- [The problem]:
Your task is to return the data below, word for word.

- [Given entries]:
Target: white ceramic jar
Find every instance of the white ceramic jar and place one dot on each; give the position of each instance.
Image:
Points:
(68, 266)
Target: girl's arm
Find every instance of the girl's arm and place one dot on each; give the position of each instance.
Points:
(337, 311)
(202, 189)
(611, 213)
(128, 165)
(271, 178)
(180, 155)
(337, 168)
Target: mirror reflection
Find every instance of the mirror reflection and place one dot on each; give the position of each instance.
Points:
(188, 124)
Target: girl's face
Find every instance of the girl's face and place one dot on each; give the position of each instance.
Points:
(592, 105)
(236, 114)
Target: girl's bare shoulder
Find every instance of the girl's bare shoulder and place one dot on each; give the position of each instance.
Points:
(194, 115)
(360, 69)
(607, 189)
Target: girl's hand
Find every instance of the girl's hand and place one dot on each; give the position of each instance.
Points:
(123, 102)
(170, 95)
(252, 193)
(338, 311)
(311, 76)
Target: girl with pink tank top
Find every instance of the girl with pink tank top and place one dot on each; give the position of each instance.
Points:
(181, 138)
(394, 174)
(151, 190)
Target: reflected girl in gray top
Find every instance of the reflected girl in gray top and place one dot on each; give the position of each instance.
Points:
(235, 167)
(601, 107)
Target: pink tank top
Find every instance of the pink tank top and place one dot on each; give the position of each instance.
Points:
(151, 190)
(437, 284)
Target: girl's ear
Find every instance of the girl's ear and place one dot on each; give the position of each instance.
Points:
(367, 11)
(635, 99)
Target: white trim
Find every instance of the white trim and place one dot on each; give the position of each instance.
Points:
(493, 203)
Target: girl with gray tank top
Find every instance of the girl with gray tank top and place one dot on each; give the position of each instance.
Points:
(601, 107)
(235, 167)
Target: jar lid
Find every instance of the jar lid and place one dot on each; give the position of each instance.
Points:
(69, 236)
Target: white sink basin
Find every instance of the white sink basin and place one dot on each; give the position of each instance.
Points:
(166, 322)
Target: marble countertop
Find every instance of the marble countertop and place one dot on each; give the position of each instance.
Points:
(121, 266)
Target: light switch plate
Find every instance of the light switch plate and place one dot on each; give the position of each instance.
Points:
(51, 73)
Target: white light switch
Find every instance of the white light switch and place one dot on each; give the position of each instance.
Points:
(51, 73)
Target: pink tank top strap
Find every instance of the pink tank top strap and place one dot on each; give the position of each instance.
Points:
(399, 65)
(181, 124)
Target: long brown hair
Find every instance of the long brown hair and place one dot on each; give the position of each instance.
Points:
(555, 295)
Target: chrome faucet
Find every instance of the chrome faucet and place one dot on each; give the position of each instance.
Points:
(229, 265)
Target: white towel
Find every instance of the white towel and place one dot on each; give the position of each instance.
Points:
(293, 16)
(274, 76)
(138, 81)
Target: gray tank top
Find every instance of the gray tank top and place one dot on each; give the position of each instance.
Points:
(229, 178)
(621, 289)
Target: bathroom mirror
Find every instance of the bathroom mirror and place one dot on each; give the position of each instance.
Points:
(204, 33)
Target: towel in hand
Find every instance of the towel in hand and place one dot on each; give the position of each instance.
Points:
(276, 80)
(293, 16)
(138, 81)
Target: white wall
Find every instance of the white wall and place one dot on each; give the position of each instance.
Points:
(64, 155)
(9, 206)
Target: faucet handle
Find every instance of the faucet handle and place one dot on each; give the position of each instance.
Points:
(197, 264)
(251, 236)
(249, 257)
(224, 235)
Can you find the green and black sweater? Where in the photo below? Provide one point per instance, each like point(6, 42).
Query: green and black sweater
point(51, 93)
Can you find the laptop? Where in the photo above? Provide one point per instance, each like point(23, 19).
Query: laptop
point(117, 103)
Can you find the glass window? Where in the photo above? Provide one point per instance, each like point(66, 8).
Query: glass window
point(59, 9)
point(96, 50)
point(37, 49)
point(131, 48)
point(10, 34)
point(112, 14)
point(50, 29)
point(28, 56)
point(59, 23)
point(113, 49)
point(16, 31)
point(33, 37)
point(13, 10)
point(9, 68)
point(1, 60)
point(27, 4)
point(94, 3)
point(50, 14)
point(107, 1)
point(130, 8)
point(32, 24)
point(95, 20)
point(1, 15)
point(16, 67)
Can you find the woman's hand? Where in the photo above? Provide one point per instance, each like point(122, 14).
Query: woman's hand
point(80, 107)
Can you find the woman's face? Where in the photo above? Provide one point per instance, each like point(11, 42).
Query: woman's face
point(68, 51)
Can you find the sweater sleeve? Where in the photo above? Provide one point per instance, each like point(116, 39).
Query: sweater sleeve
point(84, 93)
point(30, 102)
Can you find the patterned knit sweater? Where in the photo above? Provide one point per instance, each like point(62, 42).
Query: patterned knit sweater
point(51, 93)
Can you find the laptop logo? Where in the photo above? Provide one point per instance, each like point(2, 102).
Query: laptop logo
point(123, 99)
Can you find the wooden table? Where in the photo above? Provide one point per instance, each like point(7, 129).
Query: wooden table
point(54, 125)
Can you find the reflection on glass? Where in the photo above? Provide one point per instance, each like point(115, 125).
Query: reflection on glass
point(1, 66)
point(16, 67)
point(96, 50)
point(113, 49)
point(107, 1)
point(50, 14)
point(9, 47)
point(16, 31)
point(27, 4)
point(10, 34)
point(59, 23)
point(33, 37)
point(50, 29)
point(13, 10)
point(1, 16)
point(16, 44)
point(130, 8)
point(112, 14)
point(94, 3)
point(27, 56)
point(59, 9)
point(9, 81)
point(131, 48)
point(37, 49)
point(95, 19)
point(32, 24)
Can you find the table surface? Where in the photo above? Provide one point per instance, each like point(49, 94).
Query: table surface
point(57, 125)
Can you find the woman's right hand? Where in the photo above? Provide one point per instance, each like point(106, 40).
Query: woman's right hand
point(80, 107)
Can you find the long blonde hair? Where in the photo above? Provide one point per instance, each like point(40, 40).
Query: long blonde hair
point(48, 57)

- [Response box]:
Target: white ceramic jar
Find every instance of the white ceramic jar and place one dot on each; give the position of each instance.
Image:
Points:
(68, 266)
Target: girl's arm
Find every instance of the girl's arm and place one dot on each; give the position of each instance.
Points:
(337, 311)
(202, 189)
(611, 213)
(128, 165)
(271, 178)
(180, 155)
(337, 168)
Target: mirror reflection
Find every instance of the mirror reflection and place one dot on each; give the position of each instance.
Points:
(188, 124)
Target: girl's face
Find every instance of the girl's face and place one dot on each; give the position of each instance.
Points:
(592, 105)
(236, 114)
Target: girl's bare shoulder
Find every instance of the girl's bare shoulder and place one dot on each; give the position of each instance.
Points:
(194, 115)
(360, 69)
(607, 189)
Target: girl's hand
Find every instance of the girl's hand and place one dot on each; give the position of each instance.
Points:
(123, 102)
(170, 95)
(252, 193)
(338, 311)
(311, 76)
Target: girl with pink tank top
Find every instance of the girl with pink tank top and place one dot on each; give the position of each instance.
Points:
(181, 138)
(394, 174)
(151, 190)
Target: reflected girl in gray top
Find every instance of the reflected girl in gray top and place one dot on each; give the position of each instance.
Points:
(235, 167)
(601, 107)
Target: pink tank top
Find every instance of the pink tank top and place one dot on each; give the position of each instance.
Points:
(151, 190)
(437, 284)
Target: girl's ear
Find every instance of the girl's ear and place one dot on each; give the position of each instance.
Points:
(367, 11)
(635, 99)
Target: white trim
Find every instance of the white trim and place one dot on each; give the position of each instance.
Points:
(493, 203)
Target: girl with gray tank top
Find every instance of the girl with gray tank top and place one dot on each; give the position of each instance.
Points:
(601, 107)
(235, 167)
Target: jar lid
Find every instance of the jar lid and place one dot on each; give the position of each instance.
Points:
(69, 236)
Target: white sink basin
Find every instance of the white sink basin and place one dot on each; give the position of each instance.
Points:
(166, 322)
Target: marble countertop
Find every instance of the marble countertop and place one dot on each; give the position of each instance.
Points:
(121, 266)
Target: light switch plate
Find every instance of the light switch plate and place one dot on each; give the position of each instance.
Points:
(51, 73)
Target: white light switch
Find every instance of the white light switch and place one dot on each; give the position of each instance.
Points:
(51, 73)
Target: pink tank top strap
Find every instance of the pink tank top strap and place one dot on each; give the position of each instance.
Points:
(399, 65)
(181, 124)
Target: long brown hair
Find every instance of the long brown hair and place one dot on each; give the position of each instance.
Points:
(555, 295)
Target: chrome faucet
Find every instance of the chrome faucet and place one dot on each; give the position of each instance.
Points:
(229, 265)
Target: white towel
Find every instance of the white towel and place one dot on each; give the position of each instance.
Points:
(293, 16)
(274, 76)
(138, 81)
Target: gray tank top
Find every instance of the gray tank top and place one dot on each; give the position of each instance.
Points:
(229, 178)
(621, 289)
Target: bathroom mirror
Find every instance of the bathroom mirror and place one dot on each; give the position of each instance.
Points:
(204, 33)
Target: towel in hand
Find every instance of the towel in hand and place one dot on each; give the position of each instance.
Points:
(276, 80)
(293, 16)
(138, 81)
Target: white wall
Find every instance of the white wall and place one dot on each; give the position of each instance.
Points:
(64, 155)
(9, 206)
Target: faucet handle
Find every instance of the faucet handle and place one dot on each; give the position of each instance.
Points:
(197, 264)
(251, 236)
(249, 257)
(224, 235)
Can you find the green and black sweater? Where in the photo below? Provide one point per instance, each like point(6, 42).
Query: green and black sweater
point(51, 93)
Can you find the laptop? Where in the photo above? Provide one point per instance, each like point(23, 19).
Query: laptop
point(117, 103)
Can you find the glass window? Where in the photo above? Provide one point per instance, each like point(66, 8).
Query: glass window
point(59, 9)
point(96, 50)
point(37, 49)
point(131, 48)
point(10, 34)
point(112, 14)
point(50, 29)
point(28, 56)
point(59, 23)
point(113, 49)
point(16, 31)
point(33, 37)
point(13, 10)
point(9, 68)
point(1, 60)
point(27, 4)
point(94, 3)
point(50, 14)
point(107, 1)
point(130, 8)
point(32, 24)
point(95, 20)
point(1, 15)
point(16, 67)
Can you find the woman's hand? Where in the photo above? Provide one point per instance, each like point(122, 14).
Query: woman's hand
point(80, 107)
Can you find the woman's face? Where in the photo above? Provide one point per instance, each like point(11, 42).
Query: woman's face
point(68, 51)
Can you find the sweater sleeve? Where in the photo above? Provide one point per instance, each like point(116, 39).
Query: sweater sleeve
point(84, 93)
point(30, 102)
Can you find the patterned knit sweater? Where in the photo above? Provide one point per instance, each like point(62, 42).
Query: patterned knit sweater
point(51, 93)
Can you find the laptop logo? Where in the photo above? Provide one point per instance, each like point(2, 102).
Query: laptop logo
point(123, 99)
Can you find the wooden table? Where in the photo above? Provide one point per instance, each like point(7, 129).
Query: wooden table
point(54, 125)
Can you find the reflection on glass? Where in the photo above? Provide one point per instance, each like point(115, 125).
Query: reflection on glass
point(1, 66)
point(16, 67)
point(96, 50)
point(113, 49)
point(107, 1)
point(50, 14)
point(9, 47)
point(16, 31)
point(27, 4)
point(10, 34)
point(59, 23)
point(33, 37)
point(50, 29)
point(13, 10)
point(1, 16)
point(16, 44)
point(130, 8)
point(112, 14)
point(94, 3)
point(27, 56)
point(59, 9)
point(9, 81)
point(131, 48)
point(37, 49)
point(95, 19)
point(32, 24)
Can you find the table surface? Where in the photo above? Provide one point per instance, each like point(49, 94).
Query: table surface
point(57, 125)
Can you find the woman's right hand? Where in the photo above? Provide one point per instance, each like point(106, 40).
Query: woman's right hand
point(80, 107)
Can you find the long blonde hair? Where in the photo above? Provide one point per instance, each like point(40, 40).
Query: long blonde hair
point(48, 57)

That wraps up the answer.